- Extracted data:

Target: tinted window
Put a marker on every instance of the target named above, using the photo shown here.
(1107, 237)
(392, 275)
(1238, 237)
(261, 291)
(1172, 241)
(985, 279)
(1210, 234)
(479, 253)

- Objective: Copy every item above word for word, with each line unchanged.

- Response below:
Target: tinted window
Put a marker on every instance of the target named above, using the photo shown here.
(1107, 237)
(392, 275)
(1238, 237)
(261, 291)
(1172, 241)
(985, 279)
(1210, 234)
(479, 253)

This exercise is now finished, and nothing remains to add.